→ **Data rows**
----------

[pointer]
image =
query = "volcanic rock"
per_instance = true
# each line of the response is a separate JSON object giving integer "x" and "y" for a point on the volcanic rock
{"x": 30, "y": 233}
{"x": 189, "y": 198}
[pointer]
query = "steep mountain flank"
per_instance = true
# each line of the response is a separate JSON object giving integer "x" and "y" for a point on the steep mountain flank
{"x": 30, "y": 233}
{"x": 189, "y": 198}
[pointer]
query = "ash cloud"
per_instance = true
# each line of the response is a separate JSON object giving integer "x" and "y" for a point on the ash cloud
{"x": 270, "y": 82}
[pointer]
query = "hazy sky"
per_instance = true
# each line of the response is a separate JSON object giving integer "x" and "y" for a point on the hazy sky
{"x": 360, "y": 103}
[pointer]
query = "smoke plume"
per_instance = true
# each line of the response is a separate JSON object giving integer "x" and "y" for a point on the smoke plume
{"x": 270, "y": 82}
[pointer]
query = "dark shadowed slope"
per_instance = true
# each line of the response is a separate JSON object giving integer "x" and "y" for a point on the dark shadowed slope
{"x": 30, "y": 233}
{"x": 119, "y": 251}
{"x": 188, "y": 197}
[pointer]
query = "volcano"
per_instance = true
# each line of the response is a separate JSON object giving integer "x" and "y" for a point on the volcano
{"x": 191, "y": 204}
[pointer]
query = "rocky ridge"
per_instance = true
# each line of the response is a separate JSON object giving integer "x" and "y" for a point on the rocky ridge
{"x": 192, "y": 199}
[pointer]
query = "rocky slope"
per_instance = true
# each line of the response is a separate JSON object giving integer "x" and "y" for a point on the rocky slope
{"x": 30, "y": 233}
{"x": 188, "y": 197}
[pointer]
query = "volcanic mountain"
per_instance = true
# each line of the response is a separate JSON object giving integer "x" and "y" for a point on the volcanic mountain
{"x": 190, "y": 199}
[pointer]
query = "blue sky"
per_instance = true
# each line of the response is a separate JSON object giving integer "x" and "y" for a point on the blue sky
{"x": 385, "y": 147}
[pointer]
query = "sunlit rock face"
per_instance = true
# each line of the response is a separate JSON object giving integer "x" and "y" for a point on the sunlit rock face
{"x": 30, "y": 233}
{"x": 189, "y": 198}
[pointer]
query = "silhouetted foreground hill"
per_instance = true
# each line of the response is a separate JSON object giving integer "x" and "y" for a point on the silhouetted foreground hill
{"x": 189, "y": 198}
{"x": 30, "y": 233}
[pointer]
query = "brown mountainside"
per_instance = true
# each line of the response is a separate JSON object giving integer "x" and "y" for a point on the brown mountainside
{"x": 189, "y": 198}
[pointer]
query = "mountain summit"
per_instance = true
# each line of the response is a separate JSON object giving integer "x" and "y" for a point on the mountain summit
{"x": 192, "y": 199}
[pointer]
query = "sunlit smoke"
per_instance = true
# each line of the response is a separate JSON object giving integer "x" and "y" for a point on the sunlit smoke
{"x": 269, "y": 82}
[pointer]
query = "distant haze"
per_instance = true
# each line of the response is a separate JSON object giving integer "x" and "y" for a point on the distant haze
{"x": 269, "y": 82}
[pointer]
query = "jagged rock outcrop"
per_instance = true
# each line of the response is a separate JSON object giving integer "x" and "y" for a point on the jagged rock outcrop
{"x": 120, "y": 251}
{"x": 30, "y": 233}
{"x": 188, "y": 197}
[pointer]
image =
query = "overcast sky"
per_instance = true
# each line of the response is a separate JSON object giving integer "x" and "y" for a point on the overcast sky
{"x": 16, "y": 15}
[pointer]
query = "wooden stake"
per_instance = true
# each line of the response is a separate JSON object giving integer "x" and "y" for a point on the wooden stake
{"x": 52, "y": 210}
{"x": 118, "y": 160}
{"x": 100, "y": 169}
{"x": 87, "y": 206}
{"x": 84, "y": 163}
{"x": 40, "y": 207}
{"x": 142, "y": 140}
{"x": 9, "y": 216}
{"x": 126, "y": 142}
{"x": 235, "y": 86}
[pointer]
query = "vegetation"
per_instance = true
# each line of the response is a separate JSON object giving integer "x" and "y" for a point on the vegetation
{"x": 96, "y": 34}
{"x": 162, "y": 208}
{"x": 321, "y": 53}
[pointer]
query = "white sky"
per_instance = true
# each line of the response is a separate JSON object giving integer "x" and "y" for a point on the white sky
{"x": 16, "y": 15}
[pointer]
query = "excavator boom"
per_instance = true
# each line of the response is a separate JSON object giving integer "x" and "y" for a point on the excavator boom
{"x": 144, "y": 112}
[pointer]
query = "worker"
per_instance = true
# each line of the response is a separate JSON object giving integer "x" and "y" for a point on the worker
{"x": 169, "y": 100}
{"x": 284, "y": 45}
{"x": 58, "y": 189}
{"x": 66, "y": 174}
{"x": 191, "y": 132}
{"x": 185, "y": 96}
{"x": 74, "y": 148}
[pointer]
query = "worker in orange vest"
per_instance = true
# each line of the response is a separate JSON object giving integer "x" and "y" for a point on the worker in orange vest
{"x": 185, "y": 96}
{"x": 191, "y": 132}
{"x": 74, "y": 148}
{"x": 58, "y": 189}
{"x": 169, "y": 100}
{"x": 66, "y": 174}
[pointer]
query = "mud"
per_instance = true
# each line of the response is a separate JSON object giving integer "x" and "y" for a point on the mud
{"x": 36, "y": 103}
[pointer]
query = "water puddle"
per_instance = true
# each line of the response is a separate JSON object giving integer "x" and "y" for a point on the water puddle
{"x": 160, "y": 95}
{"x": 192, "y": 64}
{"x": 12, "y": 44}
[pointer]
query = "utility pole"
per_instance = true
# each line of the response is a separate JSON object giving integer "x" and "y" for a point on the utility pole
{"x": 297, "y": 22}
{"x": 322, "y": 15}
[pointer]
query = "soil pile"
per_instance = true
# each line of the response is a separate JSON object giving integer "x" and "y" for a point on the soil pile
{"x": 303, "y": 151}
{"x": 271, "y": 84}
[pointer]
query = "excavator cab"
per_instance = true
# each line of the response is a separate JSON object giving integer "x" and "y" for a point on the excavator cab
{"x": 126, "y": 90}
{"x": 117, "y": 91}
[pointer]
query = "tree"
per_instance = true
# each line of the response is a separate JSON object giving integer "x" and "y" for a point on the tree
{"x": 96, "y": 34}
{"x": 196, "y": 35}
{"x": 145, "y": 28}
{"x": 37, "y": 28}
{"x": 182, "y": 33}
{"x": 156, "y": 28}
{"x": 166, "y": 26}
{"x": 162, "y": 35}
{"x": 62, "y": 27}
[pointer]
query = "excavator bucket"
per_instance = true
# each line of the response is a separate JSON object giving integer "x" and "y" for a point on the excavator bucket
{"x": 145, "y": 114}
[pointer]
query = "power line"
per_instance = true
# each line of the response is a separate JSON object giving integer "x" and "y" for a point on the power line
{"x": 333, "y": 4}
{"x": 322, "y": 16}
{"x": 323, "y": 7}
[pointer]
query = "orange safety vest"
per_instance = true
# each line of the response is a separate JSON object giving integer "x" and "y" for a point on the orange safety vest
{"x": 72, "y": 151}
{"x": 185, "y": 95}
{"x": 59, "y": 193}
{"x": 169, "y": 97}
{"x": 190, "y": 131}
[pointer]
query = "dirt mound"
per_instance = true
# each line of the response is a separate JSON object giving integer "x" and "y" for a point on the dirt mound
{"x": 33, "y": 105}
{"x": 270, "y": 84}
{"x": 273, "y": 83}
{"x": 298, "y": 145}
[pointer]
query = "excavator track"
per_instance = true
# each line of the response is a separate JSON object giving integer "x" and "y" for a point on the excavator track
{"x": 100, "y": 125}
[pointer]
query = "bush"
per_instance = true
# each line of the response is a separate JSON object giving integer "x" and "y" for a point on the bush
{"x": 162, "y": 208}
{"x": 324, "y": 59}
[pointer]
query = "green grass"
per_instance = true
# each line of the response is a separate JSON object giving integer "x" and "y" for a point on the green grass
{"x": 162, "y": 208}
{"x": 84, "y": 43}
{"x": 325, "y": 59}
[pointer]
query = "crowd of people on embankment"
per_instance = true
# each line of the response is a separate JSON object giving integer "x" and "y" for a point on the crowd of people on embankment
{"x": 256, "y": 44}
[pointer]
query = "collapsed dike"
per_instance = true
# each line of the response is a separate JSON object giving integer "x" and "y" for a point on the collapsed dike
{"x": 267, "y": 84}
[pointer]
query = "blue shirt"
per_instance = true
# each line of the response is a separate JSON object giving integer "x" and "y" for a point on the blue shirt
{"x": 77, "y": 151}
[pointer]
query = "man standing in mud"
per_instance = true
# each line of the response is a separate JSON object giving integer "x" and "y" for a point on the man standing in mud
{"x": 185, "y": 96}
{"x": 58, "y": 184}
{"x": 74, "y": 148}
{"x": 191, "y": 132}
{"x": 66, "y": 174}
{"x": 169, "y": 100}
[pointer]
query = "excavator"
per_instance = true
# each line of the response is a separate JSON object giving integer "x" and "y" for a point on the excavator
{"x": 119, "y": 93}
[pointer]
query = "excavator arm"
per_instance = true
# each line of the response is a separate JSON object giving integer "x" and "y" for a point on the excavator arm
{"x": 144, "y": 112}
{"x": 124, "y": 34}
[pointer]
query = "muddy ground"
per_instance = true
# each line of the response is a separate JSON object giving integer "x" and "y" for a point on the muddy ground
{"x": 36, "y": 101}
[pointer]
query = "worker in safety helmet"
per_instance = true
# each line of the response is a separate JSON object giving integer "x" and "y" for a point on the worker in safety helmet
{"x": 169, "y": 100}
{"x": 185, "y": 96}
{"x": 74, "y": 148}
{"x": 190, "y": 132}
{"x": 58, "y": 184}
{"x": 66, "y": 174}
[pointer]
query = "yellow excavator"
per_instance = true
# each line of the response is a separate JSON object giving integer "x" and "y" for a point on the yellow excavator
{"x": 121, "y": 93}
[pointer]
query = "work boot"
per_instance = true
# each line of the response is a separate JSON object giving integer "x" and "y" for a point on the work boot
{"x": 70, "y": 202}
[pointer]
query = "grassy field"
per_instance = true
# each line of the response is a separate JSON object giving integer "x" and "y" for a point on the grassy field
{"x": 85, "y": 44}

----------

→ **What you are asked to do**
How many lines of the data above contain the word "foreground"? Reply with the number alone.

→ **Result of this task**
2